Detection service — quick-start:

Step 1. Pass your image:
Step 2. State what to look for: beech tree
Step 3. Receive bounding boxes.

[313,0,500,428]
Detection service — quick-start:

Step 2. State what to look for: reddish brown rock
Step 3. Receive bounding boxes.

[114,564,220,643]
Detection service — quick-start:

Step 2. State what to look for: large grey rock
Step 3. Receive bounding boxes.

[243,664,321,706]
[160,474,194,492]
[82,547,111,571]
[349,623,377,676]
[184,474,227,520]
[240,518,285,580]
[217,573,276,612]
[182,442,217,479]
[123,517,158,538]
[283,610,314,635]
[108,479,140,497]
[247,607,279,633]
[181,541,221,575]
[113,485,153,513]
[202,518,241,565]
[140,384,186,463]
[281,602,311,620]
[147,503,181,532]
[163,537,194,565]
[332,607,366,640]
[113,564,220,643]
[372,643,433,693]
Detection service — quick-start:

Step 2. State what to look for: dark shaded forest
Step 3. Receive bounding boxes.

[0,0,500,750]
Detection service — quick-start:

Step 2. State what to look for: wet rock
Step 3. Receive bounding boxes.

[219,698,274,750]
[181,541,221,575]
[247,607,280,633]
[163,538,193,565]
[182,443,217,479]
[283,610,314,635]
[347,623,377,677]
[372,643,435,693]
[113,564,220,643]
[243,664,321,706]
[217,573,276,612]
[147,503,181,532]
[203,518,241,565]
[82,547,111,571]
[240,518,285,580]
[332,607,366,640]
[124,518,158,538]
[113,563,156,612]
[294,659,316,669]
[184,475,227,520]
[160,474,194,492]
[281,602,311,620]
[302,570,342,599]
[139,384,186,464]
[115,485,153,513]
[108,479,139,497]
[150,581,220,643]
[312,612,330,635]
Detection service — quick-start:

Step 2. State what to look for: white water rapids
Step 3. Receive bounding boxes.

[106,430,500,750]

──────

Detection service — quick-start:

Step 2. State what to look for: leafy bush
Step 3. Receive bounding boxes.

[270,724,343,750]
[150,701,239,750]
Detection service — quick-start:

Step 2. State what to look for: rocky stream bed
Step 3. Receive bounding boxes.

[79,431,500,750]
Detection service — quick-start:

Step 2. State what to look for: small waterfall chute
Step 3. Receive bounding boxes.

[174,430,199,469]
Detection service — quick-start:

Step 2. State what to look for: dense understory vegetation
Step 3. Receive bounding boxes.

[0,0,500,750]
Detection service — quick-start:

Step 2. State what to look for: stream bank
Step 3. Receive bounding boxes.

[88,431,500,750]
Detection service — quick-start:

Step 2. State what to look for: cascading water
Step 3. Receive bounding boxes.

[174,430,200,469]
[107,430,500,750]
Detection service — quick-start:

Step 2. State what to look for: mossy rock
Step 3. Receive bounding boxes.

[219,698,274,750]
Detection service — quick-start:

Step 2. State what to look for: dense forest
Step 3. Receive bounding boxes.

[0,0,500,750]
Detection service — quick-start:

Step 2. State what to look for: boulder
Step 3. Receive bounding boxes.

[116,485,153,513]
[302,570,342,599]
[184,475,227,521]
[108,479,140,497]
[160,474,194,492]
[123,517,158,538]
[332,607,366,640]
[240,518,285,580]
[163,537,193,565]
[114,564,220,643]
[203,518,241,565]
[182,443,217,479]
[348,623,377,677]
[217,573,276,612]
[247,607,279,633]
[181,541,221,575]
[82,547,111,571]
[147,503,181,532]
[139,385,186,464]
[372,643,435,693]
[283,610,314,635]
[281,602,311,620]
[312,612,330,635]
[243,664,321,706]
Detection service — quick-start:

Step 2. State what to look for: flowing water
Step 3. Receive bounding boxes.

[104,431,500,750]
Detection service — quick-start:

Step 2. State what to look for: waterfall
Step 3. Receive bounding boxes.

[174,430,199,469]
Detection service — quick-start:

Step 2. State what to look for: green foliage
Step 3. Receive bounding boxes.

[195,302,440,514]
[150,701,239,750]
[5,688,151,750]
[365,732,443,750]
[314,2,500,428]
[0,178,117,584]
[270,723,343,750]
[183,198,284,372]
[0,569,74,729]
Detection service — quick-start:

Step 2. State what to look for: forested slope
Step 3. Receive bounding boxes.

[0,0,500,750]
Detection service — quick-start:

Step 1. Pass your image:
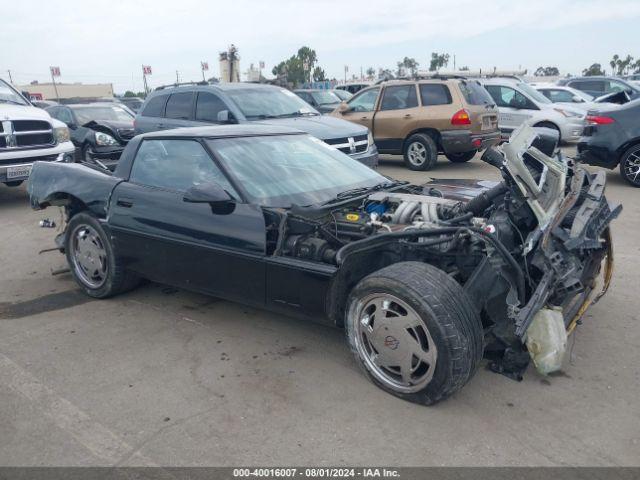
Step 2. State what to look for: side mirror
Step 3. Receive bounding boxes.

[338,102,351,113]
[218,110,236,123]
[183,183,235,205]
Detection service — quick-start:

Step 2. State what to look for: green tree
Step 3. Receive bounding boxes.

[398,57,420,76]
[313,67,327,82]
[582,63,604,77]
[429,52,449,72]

──────

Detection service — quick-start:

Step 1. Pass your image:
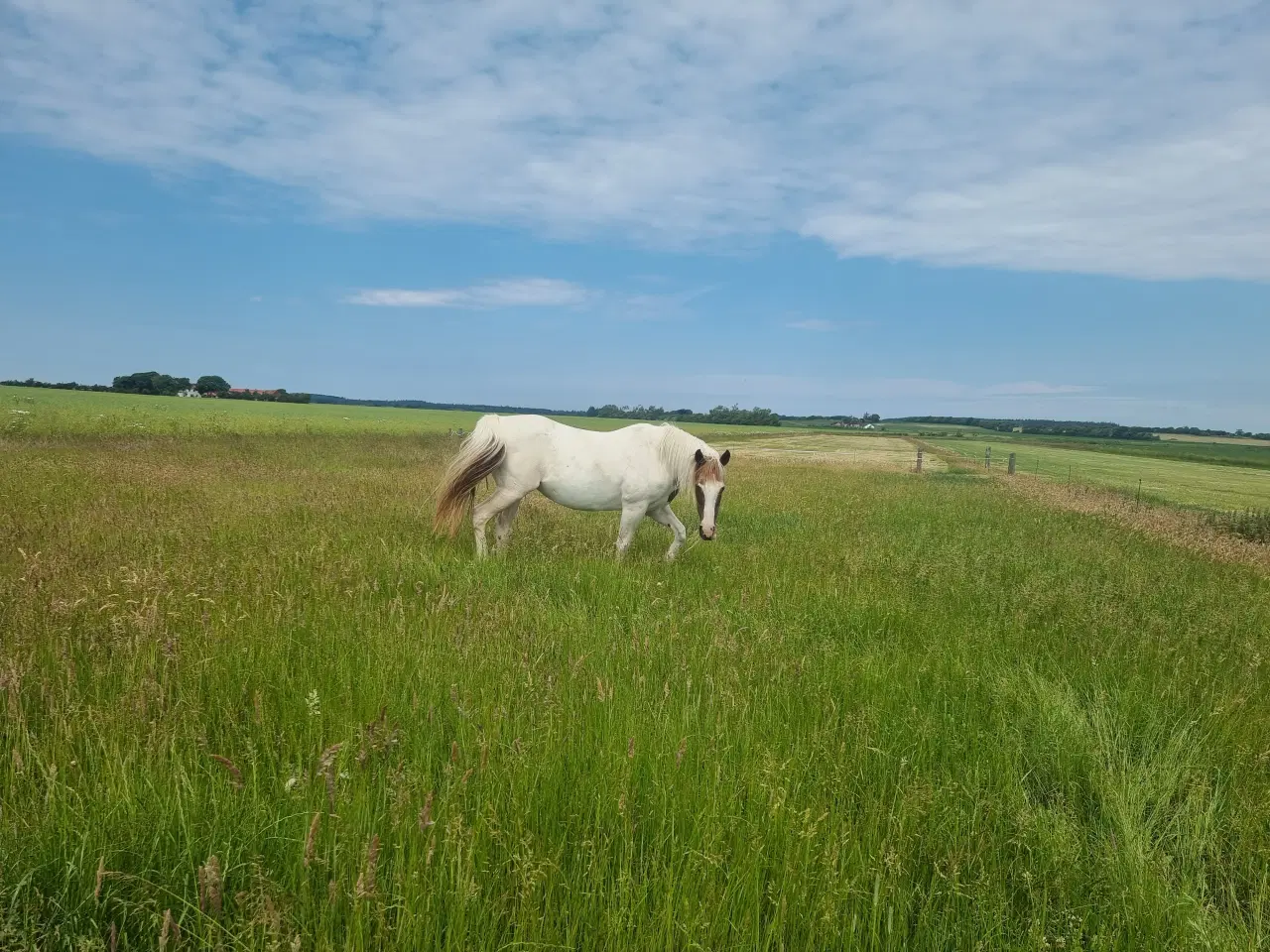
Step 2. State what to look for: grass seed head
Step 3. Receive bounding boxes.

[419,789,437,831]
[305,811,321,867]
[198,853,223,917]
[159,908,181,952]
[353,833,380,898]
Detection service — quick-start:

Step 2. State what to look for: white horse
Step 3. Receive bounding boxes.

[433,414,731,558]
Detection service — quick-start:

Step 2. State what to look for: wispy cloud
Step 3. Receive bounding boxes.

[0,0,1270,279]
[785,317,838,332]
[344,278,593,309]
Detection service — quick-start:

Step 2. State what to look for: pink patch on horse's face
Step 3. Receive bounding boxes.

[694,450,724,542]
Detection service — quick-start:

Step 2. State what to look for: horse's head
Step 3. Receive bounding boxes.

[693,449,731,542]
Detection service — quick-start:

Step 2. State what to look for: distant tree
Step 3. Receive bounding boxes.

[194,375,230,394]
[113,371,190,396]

──────

## Work to complete
Which lines in the entries above contain the string "white" with matching case? Select each of those lines and copy it out.

## Result
Step 2. State what to look for: white water rapids
Step 2. State what to look for: white horse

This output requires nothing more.